▶ [Aim]: From the material below, pull out every row that contains the string "line" and copy each one unchanged.

▶ [Dataset items]:
■ ■ ■ ■

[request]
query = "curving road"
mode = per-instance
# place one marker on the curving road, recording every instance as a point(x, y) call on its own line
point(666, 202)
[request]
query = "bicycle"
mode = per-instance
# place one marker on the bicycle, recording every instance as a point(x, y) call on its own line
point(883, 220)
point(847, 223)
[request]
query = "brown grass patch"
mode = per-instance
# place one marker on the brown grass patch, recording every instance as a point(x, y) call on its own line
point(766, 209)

■ ■ ■ ■

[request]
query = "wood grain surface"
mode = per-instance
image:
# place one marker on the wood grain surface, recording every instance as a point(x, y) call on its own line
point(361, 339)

■ ■ ■ ■

▶ [The completed task]:
# place one marker on the curving road, recording every instance as a point(x, y) call on its own line
# place one marker on the bicycle, recording every instance as a point(x, y) call on its own line
# place one marker on the brown grass patch, recording every instance as a point(x, y) call on its own line
# place one marker on the wood grain surface, recording every instance as a point(x, y) call on its own line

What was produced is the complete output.